** Data lines **

━━━━━━━━━━━━━━━━

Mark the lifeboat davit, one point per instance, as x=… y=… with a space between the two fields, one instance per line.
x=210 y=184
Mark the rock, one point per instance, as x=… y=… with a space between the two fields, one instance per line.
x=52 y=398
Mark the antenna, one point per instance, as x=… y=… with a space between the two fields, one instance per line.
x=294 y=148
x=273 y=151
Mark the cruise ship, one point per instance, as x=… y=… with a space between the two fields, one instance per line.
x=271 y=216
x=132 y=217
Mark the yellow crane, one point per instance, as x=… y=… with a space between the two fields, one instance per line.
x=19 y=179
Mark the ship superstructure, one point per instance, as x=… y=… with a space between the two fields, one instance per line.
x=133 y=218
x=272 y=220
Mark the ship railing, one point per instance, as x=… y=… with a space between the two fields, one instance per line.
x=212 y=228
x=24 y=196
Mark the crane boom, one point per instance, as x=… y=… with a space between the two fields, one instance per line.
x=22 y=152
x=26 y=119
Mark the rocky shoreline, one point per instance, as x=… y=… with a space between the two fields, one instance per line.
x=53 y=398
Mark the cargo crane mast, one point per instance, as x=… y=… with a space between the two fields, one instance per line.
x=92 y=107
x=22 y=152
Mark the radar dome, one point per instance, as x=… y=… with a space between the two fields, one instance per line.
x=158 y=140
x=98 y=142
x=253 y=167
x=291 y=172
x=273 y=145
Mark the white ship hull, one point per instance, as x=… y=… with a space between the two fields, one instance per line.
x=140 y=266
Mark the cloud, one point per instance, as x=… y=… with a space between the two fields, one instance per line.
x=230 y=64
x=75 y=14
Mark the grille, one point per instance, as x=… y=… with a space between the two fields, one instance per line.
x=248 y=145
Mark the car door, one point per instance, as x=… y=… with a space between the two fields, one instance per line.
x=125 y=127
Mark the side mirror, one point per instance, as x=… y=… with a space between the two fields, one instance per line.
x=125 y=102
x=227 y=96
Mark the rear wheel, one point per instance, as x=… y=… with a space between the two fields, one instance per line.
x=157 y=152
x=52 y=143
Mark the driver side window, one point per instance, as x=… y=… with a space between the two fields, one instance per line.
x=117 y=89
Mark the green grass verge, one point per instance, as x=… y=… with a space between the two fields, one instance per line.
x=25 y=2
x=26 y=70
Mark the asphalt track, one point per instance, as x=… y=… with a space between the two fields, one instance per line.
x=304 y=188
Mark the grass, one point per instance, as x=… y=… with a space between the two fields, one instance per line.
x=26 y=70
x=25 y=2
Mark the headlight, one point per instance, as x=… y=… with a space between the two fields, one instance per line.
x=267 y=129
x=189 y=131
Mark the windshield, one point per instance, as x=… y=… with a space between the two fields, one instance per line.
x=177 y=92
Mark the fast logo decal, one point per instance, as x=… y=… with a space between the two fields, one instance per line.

━━━━━━━━━━━━━━━━

** The problem **
Format the data from its first line through the line containing "x=273 y=151" as a numbered list, dropping any blank lines.

** Reply **
1. Mark the lifeboat davit, one point per instance, as x=… y=… with a space between the two fields, one instance per line.
2. x=210 y=184
3. Mark the rock, one point per instance, as x=… y=… with a space between the two fields, one instance per line.
4. x=52 y=398
5. Mark the antenna, one point per instance, as x=… y=… with a space between the two fields, one instance per line.
6. x=294 y=148
7. x=273 y=151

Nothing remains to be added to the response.